-- Start --

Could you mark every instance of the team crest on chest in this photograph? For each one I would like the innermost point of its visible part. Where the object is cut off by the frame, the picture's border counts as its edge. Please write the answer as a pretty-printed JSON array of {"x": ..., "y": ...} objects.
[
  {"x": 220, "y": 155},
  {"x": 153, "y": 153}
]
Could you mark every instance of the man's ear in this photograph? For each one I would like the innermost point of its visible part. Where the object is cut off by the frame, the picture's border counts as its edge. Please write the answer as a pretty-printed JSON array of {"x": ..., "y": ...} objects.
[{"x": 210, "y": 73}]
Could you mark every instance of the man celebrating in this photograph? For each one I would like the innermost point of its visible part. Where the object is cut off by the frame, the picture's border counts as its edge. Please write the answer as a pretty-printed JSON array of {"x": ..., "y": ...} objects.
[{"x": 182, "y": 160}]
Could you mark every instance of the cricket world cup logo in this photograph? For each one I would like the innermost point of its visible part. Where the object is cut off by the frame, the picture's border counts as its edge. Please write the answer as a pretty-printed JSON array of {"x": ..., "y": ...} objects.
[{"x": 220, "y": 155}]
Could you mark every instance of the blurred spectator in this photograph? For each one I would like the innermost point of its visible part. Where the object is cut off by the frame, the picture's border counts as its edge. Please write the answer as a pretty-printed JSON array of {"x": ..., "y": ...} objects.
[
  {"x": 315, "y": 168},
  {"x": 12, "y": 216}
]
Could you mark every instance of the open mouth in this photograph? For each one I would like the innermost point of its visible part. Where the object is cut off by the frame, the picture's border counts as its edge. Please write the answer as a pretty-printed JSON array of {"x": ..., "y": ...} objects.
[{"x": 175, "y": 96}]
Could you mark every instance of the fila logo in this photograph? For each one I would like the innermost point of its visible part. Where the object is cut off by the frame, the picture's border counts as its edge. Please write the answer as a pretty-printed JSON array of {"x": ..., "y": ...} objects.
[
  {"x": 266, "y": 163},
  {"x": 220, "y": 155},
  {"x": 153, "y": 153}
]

-- End --

Work to do: Copy out exactly the lines running from the line with "Could you mark every instance of the man celebrating" to the end of the records, inclusive.

Answer to this problem:
Could you mark every instance of the man celebrating in this photograph? For each one I would like the innermost point of its visible part. Where the object is cut off by the frame, the picture's border counts as its edge. Please write the answer as a pretty-printed JSON array of {"x": ..., "y": ...} objects.
[{"x": 182, "y": 160}]
Could you mark every instance of the cricket world cup logo in this photograph? For each one I would like the innermost point of its visible part. Where the object is cut off by the frame, the picture's border counts as its edge. Please write the answer as a pretty-printed JSON array of {"x": ..., "y": ...} objects.
[{"x": 220, "y": 155}]
Could you mark every instance of the blurred spectator in this photograph? For each one I would like the innermost point of its visible part. Where the object is cut off by the frame, the picture's border counts as its edge. Please write the answer as a pretty-printed JSON array of {"x": ..., "y": ...} objects.
[
  {"x": 315, "y": 168},
  {"x": 12, "y": 216}
]
Could you mark every instance of the open mouth in this photograph? For each one I would like the innermost point of its visible part. Where the object is cut off by the frame, the picture's border counts as its edge. Please write the answer as a pretty-printed JSON array of {"x": ..., "y": ...} objects.
[{"x": 175, "y": 96}]
Could you mark every instance of the fila logo in this photograph? For each one I would like the innermost point of its visible part. Where the object is cut off by the frame, the picture's border counts as its edge. Please write the answer as a pretty-printed JSON array of {"x": ..., "y": ...} objects.
[
  {"x": 266, "y": 163},
  {"x": 220, "y": 155},
  {"x": 153, "y": 153}
]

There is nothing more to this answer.